## [Written problem]
Retype all of the entries word for word.

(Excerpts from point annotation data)
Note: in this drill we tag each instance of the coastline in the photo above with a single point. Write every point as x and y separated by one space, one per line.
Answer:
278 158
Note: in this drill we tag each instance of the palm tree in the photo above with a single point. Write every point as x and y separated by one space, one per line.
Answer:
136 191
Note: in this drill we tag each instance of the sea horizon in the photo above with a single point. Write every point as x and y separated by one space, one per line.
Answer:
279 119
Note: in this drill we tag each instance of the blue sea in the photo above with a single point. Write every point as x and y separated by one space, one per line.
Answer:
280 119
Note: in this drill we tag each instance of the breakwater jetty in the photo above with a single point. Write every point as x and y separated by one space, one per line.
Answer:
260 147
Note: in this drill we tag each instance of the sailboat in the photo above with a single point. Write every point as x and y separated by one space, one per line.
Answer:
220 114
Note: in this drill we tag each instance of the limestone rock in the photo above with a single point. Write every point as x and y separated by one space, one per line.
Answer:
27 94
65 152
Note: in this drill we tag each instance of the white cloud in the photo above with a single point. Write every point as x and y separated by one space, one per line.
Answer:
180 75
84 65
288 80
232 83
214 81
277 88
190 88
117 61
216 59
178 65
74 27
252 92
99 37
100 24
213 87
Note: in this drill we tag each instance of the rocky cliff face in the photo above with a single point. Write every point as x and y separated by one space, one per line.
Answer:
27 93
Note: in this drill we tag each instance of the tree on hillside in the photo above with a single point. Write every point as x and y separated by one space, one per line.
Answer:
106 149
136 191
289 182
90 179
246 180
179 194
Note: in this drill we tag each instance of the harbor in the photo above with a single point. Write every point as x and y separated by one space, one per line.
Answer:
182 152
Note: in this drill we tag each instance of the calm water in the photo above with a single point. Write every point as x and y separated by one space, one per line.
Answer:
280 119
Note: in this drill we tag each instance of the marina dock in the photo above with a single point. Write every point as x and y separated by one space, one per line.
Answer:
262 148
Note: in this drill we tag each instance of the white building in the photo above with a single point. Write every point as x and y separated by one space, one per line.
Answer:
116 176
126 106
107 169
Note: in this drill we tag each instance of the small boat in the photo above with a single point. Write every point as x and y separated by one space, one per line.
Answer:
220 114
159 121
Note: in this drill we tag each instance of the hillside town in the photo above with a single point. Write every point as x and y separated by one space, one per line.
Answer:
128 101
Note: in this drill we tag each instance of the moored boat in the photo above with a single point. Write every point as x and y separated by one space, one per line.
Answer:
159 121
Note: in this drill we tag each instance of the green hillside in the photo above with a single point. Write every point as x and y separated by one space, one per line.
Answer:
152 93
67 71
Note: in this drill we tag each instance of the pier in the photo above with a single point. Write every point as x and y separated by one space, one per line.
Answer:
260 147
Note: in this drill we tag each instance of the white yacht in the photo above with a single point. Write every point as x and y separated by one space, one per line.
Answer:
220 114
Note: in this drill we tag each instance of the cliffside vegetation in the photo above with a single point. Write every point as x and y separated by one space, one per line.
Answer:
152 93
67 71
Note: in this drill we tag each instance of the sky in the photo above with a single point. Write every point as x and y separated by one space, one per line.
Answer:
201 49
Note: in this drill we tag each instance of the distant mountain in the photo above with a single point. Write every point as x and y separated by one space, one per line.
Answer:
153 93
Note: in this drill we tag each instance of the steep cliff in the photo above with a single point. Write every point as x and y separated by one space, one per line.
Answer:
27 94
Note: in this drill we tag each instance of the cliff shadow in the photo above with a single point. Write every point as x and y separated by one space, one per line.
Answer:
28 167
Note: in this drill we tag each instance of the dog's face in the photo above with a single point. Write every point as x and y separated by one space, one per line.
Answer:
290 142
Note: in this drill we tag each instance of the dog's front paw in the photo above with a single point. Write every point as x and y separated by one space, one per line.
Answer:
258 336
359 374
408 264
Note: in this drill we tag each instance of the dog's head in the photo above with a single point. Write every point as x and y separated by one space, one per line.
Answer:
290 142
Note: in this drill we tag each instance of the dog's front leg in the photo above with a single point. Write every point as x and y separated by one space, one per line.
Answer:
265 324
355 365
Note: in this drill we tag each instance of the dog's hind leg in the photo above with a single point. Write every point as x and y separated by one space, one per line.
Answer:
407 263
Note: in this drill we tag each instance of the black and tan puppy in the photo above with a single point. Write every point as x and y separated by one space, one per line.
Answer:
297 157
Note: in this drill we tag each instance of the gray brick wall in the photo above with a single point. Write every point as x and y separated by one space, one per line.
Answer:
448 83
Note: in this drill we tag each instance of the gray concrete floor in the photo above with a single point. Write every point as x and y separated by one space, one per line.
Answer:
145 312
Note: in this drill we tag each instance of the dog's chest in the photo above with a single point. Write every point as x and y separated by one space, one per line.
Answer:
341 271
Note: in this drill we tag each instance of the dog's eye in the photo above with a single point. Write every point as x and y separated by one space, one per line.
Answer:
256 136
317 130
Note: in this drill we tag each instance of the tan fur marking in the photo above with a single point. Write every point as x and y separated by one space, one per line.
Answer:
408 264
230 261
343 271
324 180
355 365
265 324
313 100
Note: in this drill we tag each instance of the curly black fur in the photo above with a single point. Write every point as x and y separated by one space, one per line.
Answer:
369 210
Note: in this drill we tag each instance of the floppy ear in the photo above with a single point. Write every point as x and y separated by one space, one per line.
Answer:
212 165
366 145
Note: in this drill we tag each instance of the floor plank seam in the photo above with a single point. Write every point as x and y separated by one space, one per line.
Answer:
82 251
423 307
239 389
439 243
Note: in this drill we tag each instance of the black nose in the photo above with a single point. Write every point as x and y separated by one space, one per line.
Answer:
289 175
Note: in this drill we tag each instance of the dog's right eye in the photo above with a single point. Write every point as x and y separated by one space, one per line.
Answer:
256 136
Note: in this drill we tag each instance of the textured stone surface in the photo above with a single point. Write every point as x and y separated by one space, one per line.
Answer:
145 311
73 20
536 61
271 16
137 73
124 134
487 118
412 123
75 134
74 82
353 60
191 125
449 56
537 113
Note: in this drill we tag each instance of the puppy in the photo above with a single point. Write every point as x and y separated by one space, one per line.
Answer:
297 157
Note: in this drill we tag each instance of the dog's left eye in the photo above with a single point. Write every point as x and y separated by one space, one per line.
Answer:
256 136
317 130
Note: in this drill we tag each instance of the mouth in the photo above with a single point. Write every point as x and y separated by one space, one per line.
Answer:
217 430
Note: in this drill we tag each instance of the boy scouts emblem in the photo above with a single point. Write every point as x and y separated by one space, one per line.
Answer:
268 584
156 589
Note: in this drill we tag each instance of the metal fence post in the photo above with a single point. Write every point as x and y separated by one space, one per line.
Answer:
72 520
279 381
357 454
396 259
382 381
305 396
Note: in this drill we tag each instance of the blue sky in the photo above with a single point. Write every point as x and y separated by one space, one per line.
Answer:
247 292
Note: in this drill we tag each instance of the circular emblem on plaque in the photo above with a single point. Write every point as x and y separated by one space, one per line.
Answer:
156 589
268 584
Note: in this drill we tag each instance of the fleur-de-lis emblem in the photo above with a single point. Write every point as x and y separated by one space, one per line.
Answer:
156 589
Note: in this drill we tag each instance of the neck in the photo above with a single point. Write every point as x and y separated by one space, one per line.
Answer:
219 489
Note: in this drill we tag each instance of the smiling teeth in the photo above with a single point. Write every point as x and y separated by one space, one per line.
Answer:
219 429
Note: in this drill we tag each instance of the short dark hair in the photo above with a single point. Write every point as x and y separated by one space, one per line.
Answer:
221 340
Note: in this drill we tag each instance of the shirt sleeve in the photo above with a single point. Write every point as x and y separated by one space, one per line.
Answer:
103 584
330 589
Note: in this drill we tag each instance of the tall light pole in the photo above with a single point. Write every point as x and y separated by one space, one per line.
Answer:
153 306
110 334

## [The completed task]
Note: in this drill we tag each instance of the coastline in the photo above with a single point. Write every point as x and y separated by one space, one per line.
Answer:
278 158
Note: in this drill we tag each instance of the palm tree in the photo above with a single point. Write every point as x and y separated by one space, one per line.
Answer:
136 191
Note: in this drill we tag each instance of the sea horizon in the photo above with a single point. Write every point as x and y separated by one space, one per line.
Answer:
279 119
Note: in this drill we tag each instance of the blue sea in the photo above with a single point. Write every point as x and y separated by one space, one per line.
Answer:
280 119
Note: in this drill we tag each instance of the breakwater jetty in the photo above with a single point. Write every point as x and y separated by one space, one per line.
Answer:
260 147
Note: in this drill we tag each instance of the sailboat in the photo above with a single point. Write every point as x and y separated by one space, one per line.
Answer:
220 114
Note: in this drill we tag each instance of the limestone rock in the photo above with a single point. Write every point as x and y separated by one space, one per line.
Answer:
27 94
65 152
Note: in this drill we tag each instance of the white cloud in the photo above with a single point. Write every point as x and y separated by one space, one per line.
Answer:
180 75
84 65
288 80
232 83
214 81
277 88
190 88
117 61
216 59
178 65
74 27
252 92
99 37
100 24
213 87
Note: in this drill we tag each instance of the rocky cliff face in the photo above with a single point. Write every point as x and y separated by one space, one per line.
Answer:
27 93
Note: in this drill we tag each instance of the tree on hillside in the photo above with a single point. Write every point as x and y separated by one space, one per line.
Answer:
106 149
136 191
289 182
90 179
246 180
179 194
Note: in this drill we tag each instance of the harbor in the photo above with a single point. Write every point as x and y separated by one space, one per line.
Answer:
182 152
Note: in this drill we tag each instance of the calm water in the photo above with a single point. Write every point as x and y separated by one space, one per line.
Answer:
280 119
Note: in this drill we tag each instance of the marina dock in the photo above with a single point. Write every point as x and y separated by one space, one per line.
Answer:
262 148
Note: in this drill we tag each instance of the white building in the photo above with a single point. Write every point as x and y separated by one space, one per line.
Answer:
116 176
126 106
107 169
Note: in this drill we tag each instance of the small boat in the photo above with a single point. Write every point as x and y separated by one space, one per line.
Answer:
220 114
159 121
Note: in this drill we tag each instance of the hillside town in the photo above with a single point. Write every point as x and y separated by one space, one per line.
Answer:
128 101
Note: in this drill we tag each instance of the moored boat in the photo above with a single point. Write every point as x and y separated by one space, one per line.
Answer:
159 121
Note: in this drill we tag each instance of the green hillside in the photo above with a single point. Write every point as x and y separated by one space, one per line.
Answer:
152 93
67 71
Note: in this drill we tag each instance of the pier in the photo above with a single point. Write every point as x and y separated by one space, one per line.
Answer:
260 147
Note: in this drill we tag each instance of the white yacht in the photo above with a single point. Write every point as x and y separated by one space, one per line.
Answer:
220 114
Note: in this drill we tag each instance of the cliffside vegetation in the photo above with a single point. Write every point as x and y separated by one space, one per line.
Answer:
152 93
67 71
Note: in this drill we tag each instance of the sky in the photo above with a single point. Write every point as x and y separated by one space, one per line.
Answer:
201 49
Note: in this drill we tag each instance of the distant mountain in the photo above with a single point. Write every point as x and y separated by one space, one per line.
Answer:
153 93
Note: in this drill we tag each instance of the steep cliff in the photo above with a single point. Write every point as x and y separated by one space, one per line.
Answer:
27 94
Note: in this drill we tag each instance of the cliff shadow in the photo above with a single point. Write every point as x and y separated by one space, one per line.
Answer:
28 167
Note: in this drill we tag each instance of the dog's face in the photo above with a single point. Write every point as x and y separated by one space, one per line.
Answer:
290 142
Note: in this drill we tag each instance of the dog's front paw in the photo above with a single point. Write every point as x and y separated by one space, one per line.
Answer:
258 336
359 374
408 264
Note: in this drill we tag each instance of the dog's head in the photo above with a single point. Write every point as x and y separated by one space, one per line.
Answer:
290 142
Note: in this drill we tag each instance of the dog's front leg in the photo above with a single point. Write every point as x and y separated by one space, one per line.
Answer:
265 324
355 365
Note: in this drill we tag each instance of the dog's hind leg in the photo above with a single point. Write every point as x and y separated by one space, one per line.
Answer:
407 263
Note: in this drill we tag each instance of the black and tan puppy in the photo above with a single point. Write every point as x and y separated by one space, one per line.
Answer:
297 157
Note: in this drill we tag each instance of the gray brick wall in the photo above with a single point. Write every point as x and y separated by one space, one per line.
Answer:
448 83
Note: in this drill we tag each instance of the gray concrete floor in the photo above with a single point. Write every point as x and y separated by one space, one per line.
Answer:
145 312
Note: in this drill we tag each instance of the dog's chest in the photo above with a single point. Write every point as x and y separated by one space, one per line.
Answer:
341 271
Note: in this drill we tag each instance of the dog's eye in the photo above with a single point. Write every point as x and y separated by one space, one per line.
Answer:
256 136
317 130
Note: in this drill we tag each instance of the tan fur marking in the photo above with a single point. Write every point as x and y separated by one space, one per line.
Answer:
408 264
230 261
343 271
324 180
355 365
265 324
313 100
Note: in this drill we tag each instance of the curly black fur in the photo above with a single point. Write every point as x and y separated by one space, one per line.
Answer:
369 210
Note: in this drill we tag each instance of the floppy ear in the photo above with a single point. Write every point as x and y separated by one space, one per line.
Answer:
212 165
366 145
Note: in this drill we tag each instance of the floor plank seam in the photo above with a single point. Write every point as x and y separated by one space, one per line.
Answer:
82 251
423 307
239 389
439 243
Note: in this drill we tag each instance of the black nose in the photo above with a single point. Write every point as x and y separated by one space, one per line.
Answer:
289 175
Note: in this drill we tag each instance of the dog's right eye in the photo above with a single point. Write every point as x and y separated by one space, one per line.
Answer:
256 136
Note: in this drill we tag each instance of the textured stone surface in the photo above with a single point. Write every point as x and y separated by one space, one per line.
Answer:
145 311
73 20
536 61
271 16
137 73
124 134
487 118
412 123
75 134
74 82
353 60
191 125
449 56
537 113
Note: in this drill we tag each instance of the puppy in the photo above with a single point. Write every point as x and y separated by one space, one per line.
Answer:
297 157
Note: in this drill we tag each instance of the dog's left eye in the photo above with a single point. Write every point as x and y separated by one space, one per line.
Answer:
256 136
317 130
Note: in this drill we tag each instance of the mouth in the photo above with a single point. Write every point as x and y separated by one space, one per line.
Answer:
217 430
Note: in this drill we tag each instance of the boy scouts emblem in the photo above with a single point. Write every point as x and y separated by one space, one per line.
Answer:
268 584
156 589
Note: in this drill we tag each instance of the metal fence post in the photo above with a single point. Write every point as x and y separated by one space, one per line.
Answer:
72 520
279 381
357 454
396 259
382 381
305 396
Note: in this drill we tag each instance of the blue sky in the photo above with a single point. Write every point as x and y separated by one space, one per line.
Answer:
247 292
Note: in this drill we tag each instance of the circular emblem on plaque in the photo above with a single point. Write every point as x and y separated by one space, one per line.
Answer:
156 589
268 584
Note: in this drill we tag each instance of the fleur-de-lis emblem in the photo above with a single point. Write every point as x and y separated by one space, one per line.
Answer:
156 589
Note: in this drill we tag each instance of the neck in the photo above with a single point. Write every point as x and y separated by one space, one per line.
Answer:
219 489
Note: in this drill we tag each instance of the smiling teeth in the photo above with a single point. Write every point as x and y separated by one space, one per line.
Answer:
219 429
Note: in this drill we tag each instance of the short dark hair in the photo above with a single point. Write every point as x and y separated by one space, one per line.
Answer:
221 340
Note: in this drill we tag each instance of the shirt sleeve in the photo above with a single point. Write every point as x and y separated by one space, one per line.
Answer:
103 584
330 589
Note: in this drill we tag each instance of the tall light pole in the photo above with a single point. Write every point as x and y separated by one space, one per line.
Answer:
153 306
110 334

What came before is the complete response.